→ INFORMATION
________________________________________

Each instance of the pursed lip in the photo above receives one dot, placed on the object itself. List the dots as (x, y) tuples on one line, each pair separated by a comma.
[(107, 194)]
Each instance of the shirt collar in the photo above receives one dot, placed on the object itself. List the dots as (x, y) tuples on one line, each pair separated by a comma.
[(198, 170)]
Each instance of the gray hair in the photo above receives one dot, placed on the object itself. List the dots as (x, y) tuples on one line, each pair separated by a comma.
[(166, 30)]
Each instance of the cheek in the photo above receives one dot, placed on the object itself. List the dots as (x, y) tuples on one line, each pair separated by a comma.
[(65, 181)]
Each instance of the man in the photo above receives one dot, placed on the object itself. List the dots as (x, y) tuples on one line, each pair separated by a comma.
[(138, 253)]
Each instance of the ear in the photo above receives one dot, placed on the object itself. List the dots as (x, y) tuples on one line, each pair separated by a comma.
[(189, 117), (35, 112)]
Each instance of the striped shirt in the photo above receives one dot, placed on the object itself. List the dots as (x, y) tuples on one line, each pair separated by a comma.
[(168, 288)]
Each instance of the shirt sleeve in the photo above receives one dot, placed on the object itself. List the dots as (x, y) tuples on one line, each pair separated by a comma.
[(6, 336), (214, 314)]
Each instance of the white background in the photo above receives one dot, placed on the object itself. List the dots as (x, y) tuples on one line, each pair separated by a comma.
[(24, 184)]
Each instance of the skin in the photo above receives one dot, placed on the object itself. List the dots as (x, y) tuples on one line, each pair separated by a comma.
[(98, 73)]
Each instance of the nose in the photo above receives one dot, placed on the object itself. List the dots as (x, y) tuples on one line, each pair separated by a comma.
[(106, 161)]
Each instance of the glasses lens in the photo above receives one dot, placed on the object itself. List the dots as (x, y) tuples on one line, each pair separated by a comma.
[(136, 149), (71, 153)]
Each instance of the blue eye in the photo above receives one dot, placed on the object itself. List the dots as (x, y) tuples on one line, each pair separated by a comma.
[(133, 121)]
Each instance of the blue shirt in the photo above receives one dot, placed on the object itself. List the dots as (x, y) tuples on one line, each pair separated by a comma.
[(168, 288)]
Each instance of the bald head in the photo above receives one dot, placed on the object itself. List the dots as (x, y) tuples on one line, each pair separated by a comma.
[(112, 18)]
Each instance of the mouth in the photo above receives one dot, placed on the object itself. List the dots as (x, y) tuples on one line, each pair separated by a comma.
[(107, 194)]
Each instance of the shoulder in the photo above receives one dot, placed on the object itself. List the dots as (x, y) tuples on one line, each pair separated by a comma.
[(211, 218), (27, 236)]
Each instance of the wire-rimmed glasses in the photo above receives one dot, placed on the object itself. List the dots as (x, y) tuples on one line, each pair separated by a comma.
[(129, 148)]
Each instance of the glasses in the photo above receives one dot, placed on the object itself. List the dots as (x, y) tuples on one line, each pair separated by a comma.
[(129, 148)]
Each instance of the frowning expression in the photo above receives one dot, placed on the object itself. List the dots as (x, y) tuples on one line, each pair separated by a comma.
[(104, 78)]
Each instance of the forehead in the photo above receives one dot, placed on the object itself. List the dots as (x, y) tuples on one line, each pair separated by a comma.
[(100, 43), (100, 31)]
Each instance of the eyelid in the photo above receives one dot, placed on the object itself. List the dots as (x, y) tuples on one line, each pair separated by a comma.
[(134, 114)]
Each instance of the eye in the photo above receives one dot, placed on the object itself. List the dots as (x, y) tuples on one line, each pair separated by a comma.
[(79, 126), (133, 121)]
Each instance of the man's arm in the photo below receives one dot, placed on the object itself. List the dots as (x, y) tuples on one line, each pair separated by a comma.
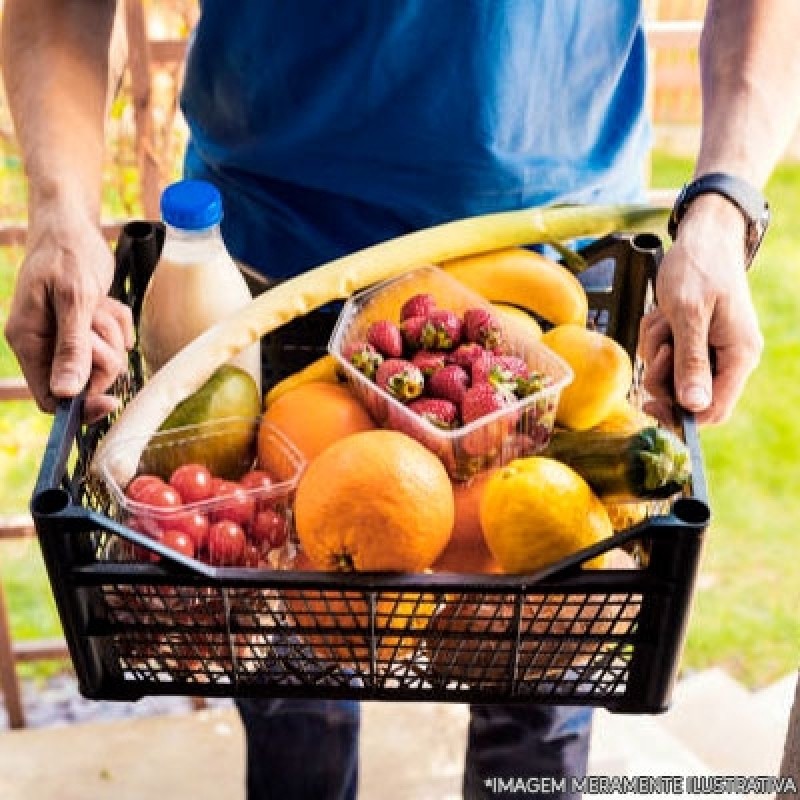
[(750, 75), (62, 328)]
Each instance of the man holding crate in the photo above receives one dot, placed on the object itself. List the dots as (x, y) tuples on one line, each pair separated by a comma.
[(329, 127)]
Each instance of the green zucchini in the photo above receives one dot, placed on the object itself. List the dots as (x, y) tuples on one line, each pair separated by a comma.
[(652, 463)]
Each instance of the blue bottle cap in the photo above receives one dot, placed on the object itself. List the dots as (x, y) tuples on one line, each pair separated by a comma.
[(191, 205)]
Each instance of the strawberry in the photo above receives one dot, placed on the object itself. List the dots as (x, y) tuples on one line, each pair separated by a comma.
[(513, 365), (364, 357), (400, 378), (428, 362), (412, 328), (503, 372), (532, 383), (449, 383), (465, 354), (483, 399), (481, 367), (439, 412), (386, 338), (482, 327), (442, 330), (420, 305)]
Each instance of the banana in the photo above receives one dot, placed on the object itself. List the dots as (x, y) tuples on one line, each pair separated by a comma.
[(524, 278)]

________________________________________

→ ACTION ITEM
Pictures are not part of the copy; output everything else in the records exactly.

→ SOLUTION
Each instance of the pursed lip in the photo above receives one dot, placed on the object itself. List the dots as (x, y) tuples on one line, each pair separated by a comma.
[(107, 194)]
Each instance of the shirt collar in the photo above receives one dot, placed on the object itself. List the dots as (x, y) tuples on one line, each pair separated by a comma.
[(198, 170)]
Each instance of the gray hair in the photo above receives one dot, placed on the object itself. List the dots as (x, y) tuples on one line, each pair separated by a comma.
[(166, 30)]
Each instance of the cheek in the photo above receives one dot, placed on the object itself. List the dots as (x, y) tuples on one line, each pair separated by a comma.
[(65, 181)]
Each instance of the man in the photo above receives one dot, placed on the object itself. List the dots as (x, y) tuples on one line, each pair separated by a comma.
[(138, 253)]
Each instance of the ear in the photo above receives one dot, placed on the object itself. List the dots as (x, y) tuples on one line, each pair separated by a comma.
[(189, 117), (35, 112)]
Each instance of the striped shirt in the photo above receives one dot, placed on the object itself. List the dots as (x, y) tuples on one line, each pair separated by a comma.
[(168, 288)]
Each instance of the shirt sleeve in the photo above receives one dot, placed on the object itself. List the dots as (x, y) tuples on one line, each pair separated by a comma.
[(6, 336), (214, 314)]
Each instance of the white background in the photo above receives one dot, placed on the object itself. List the dots as (x, y) tuples on one line, each pair separated by a comma.
[(24, 184)]
Each instance of the skin in the photo above receives one dot, placed on the object itself. List the dots as (x, y) tuples on one line, each pair separated by a comma.
[(98, 73)]
Each instance of the nose in the photo above receives one dot, placed on the object itself. List the dots as (x, y) tuples on one line, each pair separated by a comma.
[(106, 161)]
Each instance of the glasses lens in the photo above receives one dot, placed on the object itself. List the dots as (x, y) tuples on one line, each pair separated by a comma.
[(136, 149), (71, 153)]
Each instance of the blue eye in the photo above receives one dot, placed on the object itself. List the dots as (x, y) tuples on one line, each pair separated by a comma.
[(133, 121)]
Each instance of the blue shirt in the photo above receives one dot, placed on the object itself. List the dots as (x, y) tuples on one line, each pair separated by a comma.
[(168, 288)]
Each instance of the bald head in the photo above receives one dot, placed on the object itself. List the dots as (x, y) tuples on one line, each pair separated by a comma.
[(112, 18)]
Each instance of the mouth in the photo above receives one dot, placed on the object itself. List the dots as (x, y) tuples on one line, each pair separated by a comma.
[(107, 194)]
Each instance of the shoulder in the photo above receives one dot, placed on the object itself. List the dots as (x, y) tuples on one line, each pair separated by a comma.
[(211, 218), (27, 236)]
Each instance of the wire-rimmed glasses in the photo above receives one dot, placed on the object itself. List the dots as (x, y) tuples on one line, each pair separated by a comma.
[(129, 148)]
Each instance of the glasses in the photo above receives one dot, placed on the object itself. List the dots as (x, y) tuples on one line, each pair separated by a comma.
[(129, 148)]
Each instance of the frowning expression in the photo above receives one dot, placed on the object itself. List the dots as (x, y) tuples on one line, each pair separated by a comma.
[(104, 78)]
Each instance of the forehead in the photo above receives one dot, placed on the object itself. List the dots as (x, y) tuples on one line, each pair separated by a comma.
[(100, 43), (100, 31)]
Each instance of the eyelid in the photo above receives one dot, placed on the object itself. List the dots as (x, y) tuples on one line, each pair separated by a comma.
[(134, 114)]
Each instance of the eye in the photo above receives one dot, placed on the object itself. List the dots as (x, y) tuples on one line, each pair separated by a comma.
[(79, 126), (133, 121)]
Each instance of the man's arm in the photo below receives one dot, placed on the object itself. List the dots as (x, y) tuples on one line, each pair separated by a comma.
[(750, 75), (62, 328)]
Each instance of the man holding crate in the photo above receives one dot, placed on the object itself. List the dots as (x, y) tuples on one line, each pair separated by a comma.
[(329, 127)]
Each instance of the green zucchini in the photo above receives one dot, placed on the object itself. List the dots as (x, y) tuples on one line, each pair separated by a comma.
[(652, 463)]
Each instance of the blue bottle cap in the photo above receives one dot, placed on the object itself. List the dots as (x, y) tuples on one line, each pair separated by a comma.
[(191, 205)]
Each instance of the strawberry in the photo above receives one dot, placed on the object itself. List the dots as (x, y) tuples on one line, each pair separated by a comma.
[(513, 365), (364, 357), (400, 378), (428, 362), (412, 328), (503, 372), (532, 383), (449, 383), (465, 354), (483, 399), (481, 367), (439, 412), (386, 338), (482, 327), (442, 330), (420, 305)]
Each instance of the banana in the photo above receives one dot, placed on the object itself. List the dots as (x, y) tuples on one line, each pair separated by a comma.
[(524, 278)]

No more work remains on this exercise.